● WHAT YOU NEED TO DO:
Continue the passage on the Clydesdale Motor Truck Company from the point where it stops.
═════ EXCERPTED TEXT ═════
The Clydesdale Motor Truck Company was a motor company that existed from 1917 to 1939 with headquarters in Clyde, Ohio. Initially, they made military trucks for World War I. Military contracts continued to be a large part of their business after the war, but they also sold into many other markets: general haulage, farming, and specialized vehicles such as fire trucks. They survived the Wall Street crash of 1929 and the Great Depression, but increasingly struggling, they were wound up in 1939.

==Name==
The name Clydesdale was chosen in part as a reference to the valley of the River Clyde in Scotland, archaically known as Clydesdale. Clyde, Ohio, the location of the company, is named after Clyde, New York, which in turn is named after the Scottish river. In part, the name was meant to invoke the Clydesdale horse, a strong draught horse used for haulage at the time, in an age when horse transport was still common. The breed of horse also originates in the same Scottish region.
═════ RECORDS ═════
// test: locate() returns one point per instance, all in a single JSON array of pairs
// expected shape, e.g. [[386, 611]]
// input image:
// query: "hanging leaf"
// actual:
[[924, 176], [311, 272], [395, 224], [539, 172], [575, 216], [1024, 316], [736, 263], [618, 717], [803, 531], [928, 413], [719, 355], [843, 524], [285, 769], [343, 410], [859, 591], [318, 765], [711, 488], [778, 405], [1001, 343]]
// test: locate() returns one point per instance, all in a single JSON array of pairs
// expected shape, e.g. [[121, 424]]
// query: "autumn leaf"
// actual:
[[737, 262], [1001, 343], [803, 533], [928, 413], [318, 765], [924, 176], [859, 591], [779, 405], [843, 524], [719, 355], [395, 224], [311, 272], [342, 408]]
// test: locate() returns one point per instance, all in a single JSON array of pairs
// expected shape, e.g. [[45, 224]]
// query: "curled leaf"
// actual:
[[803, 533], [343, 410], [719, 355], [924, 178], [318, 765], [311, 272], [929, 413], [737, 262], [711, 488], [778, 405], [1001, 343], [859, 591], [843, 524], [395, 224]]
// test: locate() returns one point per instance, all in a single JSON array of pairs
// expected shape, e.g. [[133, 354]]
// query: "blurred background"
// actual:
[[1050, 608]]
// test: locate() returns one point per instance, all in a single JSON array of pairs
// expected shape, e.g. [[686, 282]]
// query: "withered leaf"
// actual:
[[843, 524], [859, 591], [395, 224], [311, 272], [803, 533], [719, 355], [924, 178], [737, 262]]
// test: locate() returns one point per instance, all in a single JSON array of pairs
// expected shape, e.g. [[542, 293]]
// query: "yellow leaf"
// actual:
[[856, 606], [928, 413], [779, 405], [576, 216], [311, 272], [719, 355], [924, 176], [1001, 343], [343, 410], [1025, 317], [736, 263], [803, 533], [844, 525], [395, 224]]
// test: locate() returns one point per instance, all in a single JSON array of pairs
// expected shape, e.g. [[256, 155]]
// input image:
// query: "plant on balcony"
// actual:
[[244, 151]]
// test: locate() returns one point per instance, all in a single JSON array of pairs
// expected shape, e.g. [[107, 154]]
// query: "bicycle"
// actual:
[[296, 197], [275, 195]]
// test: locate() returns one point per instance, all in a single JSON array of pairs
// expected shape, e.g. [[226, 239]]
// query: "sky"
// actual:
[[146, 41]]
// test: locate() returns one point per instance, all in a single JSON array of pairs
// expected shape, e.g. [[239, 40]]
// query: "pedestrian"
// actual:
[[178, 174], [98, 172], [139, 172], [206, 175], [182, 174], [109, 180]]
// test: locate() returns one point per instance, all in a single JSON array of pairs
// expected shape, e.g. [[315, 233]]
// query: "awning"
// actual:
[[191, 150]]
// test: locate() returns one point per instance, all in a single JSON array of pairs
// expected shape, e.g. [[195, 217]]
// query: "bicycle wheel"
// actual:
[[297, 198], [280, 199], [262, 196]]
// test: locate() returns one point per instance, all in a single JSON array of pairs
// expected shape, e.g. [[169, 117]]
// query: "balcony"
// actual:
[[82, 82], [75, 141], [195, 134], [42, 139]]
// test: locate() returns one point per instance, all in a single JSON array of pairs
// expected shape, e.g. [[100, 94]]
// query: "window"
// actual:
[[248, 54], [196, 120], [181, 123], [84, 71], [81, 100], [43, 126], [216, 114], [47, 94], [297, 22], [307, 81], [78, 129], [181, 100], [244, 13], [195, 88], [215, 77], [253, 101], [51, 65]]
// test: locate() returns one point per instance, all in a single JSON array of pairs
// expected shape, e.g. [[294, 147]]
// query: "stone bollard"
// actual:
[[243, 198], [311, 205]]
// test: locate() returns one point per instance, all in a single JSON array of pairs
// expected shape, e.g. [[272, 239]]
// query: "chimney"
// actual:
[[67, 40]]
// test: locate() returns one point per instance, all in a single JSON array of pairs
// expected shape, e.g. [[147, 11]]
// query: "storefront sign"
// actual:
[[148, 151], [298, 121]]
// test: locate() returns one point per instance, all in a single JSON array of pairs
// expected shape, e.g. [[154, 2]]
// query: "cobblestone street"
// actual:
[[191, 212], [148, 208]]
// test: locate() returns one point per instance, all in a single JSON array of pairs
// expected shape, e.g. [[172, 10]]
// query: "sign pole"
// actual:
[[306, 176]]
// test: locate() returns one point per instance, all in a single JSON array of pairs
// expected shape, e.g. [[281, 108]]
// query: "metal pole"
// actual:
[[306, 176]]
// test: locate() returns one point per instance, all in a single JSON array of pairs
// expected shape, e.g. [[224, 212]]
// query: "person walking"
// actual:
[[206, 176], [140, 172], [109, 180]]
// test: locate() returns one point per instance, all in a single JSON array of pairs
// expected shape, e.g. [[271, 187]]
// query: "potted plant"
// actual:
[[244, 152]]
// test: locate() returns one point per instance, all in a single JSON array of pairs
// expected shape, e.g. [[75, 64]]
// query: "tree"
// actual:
═════
● TASK OUTPUT:
==History==
The company was formed in 1917 from the merger of three companies with Charles R. Dunbar as president. Two of these companies were based in Clyde, Ohio and had been established for some time. The larger company was the Clyde Cars Company, and the other was Krebs Commercial Car Company led by John C. Krebs, usually known as Louis, who became vice-president of the new company. The third company was the Lincoln Motor Truck Company based in Detroit. Lincoln was a new company formed in 1916 and made engines. Lincoln had only one model of truck. This had a four-cylinder overhead-valve engine and a three-speed gearbox. Much of Lincoln's operation was transferred to Clyde after the merger. The merged company was initially called the Clyde Cars Company and the Clydesdale name was used as a brand name for its trucks. In 1919, the company changed its name to the Clydesdale Truck Company.

===Louis Krebs===
Krebs first became involved with motor vehicles at the Elmore Manufacturing Company. Elmore was originally located in Elmore, Ohio but in 1893 moved to the Amanda Street site in Clyde that was later to become the Clydesdale Truck Co. Elmore was originally a bicycle manufacturer but they started manufacturing cars in 1900. They became known for their highly regarded two-stroke cars, the 1907 patent of which bears Krebs' name along with Frank Bachle. In 1909 Elmore was taken over by General Motors, and in 1912 moved Elmore operations to Detroit.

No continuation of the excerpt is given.